* _Exercise aim_: Change every "marker" in the records below to "pin", and copy all other text in the records unchanged.

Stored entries
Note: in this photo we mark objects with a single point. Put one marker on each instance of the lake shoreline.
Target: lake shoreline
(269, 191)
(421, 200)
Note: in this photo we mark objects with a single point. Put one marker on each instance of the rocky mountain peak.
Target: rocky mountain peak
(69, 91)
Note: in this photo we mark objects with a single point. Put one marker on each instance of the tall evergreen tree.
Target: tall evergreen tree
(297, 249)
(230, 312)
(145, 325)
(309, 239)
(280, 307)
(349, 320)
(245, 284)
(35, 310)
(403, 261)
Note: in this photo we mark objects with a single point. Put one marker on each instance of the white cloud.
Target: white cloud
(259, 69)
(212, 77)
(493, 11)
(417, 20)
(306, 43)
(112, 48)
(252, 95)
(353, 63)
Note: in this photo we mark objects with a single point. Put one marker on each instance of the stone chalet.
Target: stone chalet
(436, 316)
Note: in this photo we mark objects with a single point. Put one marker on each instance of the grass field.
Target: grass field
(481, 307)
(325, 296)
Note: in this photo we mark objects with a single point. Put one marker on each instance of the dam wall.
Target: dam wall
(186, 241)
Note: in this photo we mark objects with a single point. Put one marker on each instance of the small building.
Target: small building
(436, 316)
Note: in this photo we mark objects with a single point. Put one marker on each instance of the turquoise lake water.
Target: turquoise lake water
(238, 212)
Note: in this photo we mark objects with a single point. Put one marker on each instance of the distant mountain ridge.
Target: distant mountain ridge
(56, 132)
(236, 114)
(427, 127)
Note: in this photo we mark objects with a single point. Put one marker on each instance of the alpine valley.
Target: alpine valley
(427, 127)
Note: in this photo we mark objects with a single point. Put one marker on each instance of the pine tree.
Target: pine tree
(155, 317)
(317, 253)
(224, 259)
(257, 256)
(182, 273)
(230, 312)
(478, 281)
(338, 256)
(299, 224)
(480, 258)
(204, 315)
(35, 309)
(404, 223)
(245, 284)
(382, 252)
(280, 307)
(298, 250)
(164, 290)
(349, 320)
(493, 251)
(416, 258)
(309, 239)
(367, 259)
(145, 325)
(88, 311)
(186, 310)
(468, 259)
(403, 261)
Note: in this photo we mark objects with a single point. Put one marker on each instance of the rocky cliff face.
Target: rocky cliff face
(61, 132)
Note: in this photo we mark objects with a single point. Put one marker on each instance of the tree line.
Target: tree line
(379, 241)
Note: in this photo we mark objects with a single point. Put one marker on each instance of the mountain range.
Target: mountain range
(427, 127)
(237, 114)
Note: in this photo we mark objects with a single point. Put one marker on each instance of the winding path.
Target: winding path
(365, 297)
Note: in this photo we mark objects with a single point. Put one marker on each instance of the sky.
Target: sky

* _Complete response_:
Note: in this photo we mark objects with a single point. Put one pin on each instance of the lake shoreline.
Target: lake shoreline
(269, 191)
(421, 200)
Note: in this photo we mark objects with a single point. Put one pin on each instance of the rocky mountain peak.
Target: rocky mountain peak
(69, 91)
Note: in this photo we mark objects with a single point. Put one pin on each instance of the tall evergreen tree.
Target: tall evergreen tree
(297, 249)
(230, 312)
(145, 325)
(309, 239)
(280, 307)
(349, 320)
(245, 284)
(35, 310)
(403, 261)
Note: in this photo we mark objects with a single point. Put one pin on each instance of the white cloud.
Target: white cloud
(259, 69)
(212, 77)
(493, 11)
(417, 20)
(306, 43)
(112, 48)
(252, 95)
(353, 63)
Note: in this photo we mark objects with a single point. Put one pin on each instance of the stone chalet.
Target: stone chalet
(436, 316)
Note: in this photo we mark objects with a single point. Put one pin on each instance of the grass field.
Target: grass field
(481, 307)
(325, 296)
Note: in this photo we mark objects with a single point. Put one pin on each instance of the dam wall.
Target: dam wall
(186, 241)
Note: in this photo we mark objects with a single point. Put one pin on each instance of the small building.
Target: small building
(436, 316)
Note: in this photo we mark objects with a single point. Put one pin on each instance of the turquoise lake water.
Target: turquoise lake water
(238, 212)
Note: in this photo we mark objects with a single point. Put one pin on each instance of the distant mountain ridge.
Target: distant mountain ridge
(56, 132)
(236, 114)
(427, 127)
Note: in this photo we mark objects with a single point. Put one pin on each instance of the alpine valley.
Target: alpine valley
(427, 127)
Note: in this photo we mark objects with a single point. Put one pin on each instance of the pine tree.
Target: pine tree
(155, 317)
(317, 253)
(224, 259)
(257, 256)
(182, 273)
(230, 312)
(478, 281)
(338, 256)
(299, 224)
(480, 258)
(204, 315)
(35, 309)
(404, 223)
(245, 284)
(382, 252)
(280, 307)
(298, 250)
(164, 290)
(349, 320)
(493, 251)
(416, 258)
(309, 239)
(367, 259)
(145, 325)
(88, 311)
(186, 310)
(468, 259)
(403, 261)
Note: in this photo we mark objects with a single point. Put one pin on each instance of the rocky cliff face.
Target: rocky cliff face
(61, 132)
Note: in this photo we mark objects with a single point. Put one pin on each instance of the tree line.
Target: tree line
(379, 241)
Note: in this photo we mark objects with a single point. Put one pin on each instance of the mountain range.
Target: mountain range
(427, 127)
(237, 114)
Note: in this photo we mark objects with a single point. Put one pin on each instance of the winding path.
Target: winding path
(365, 297)
Note: in this photo we mark objects with a single point. Put one pin on each instance of the sky.
Target: sky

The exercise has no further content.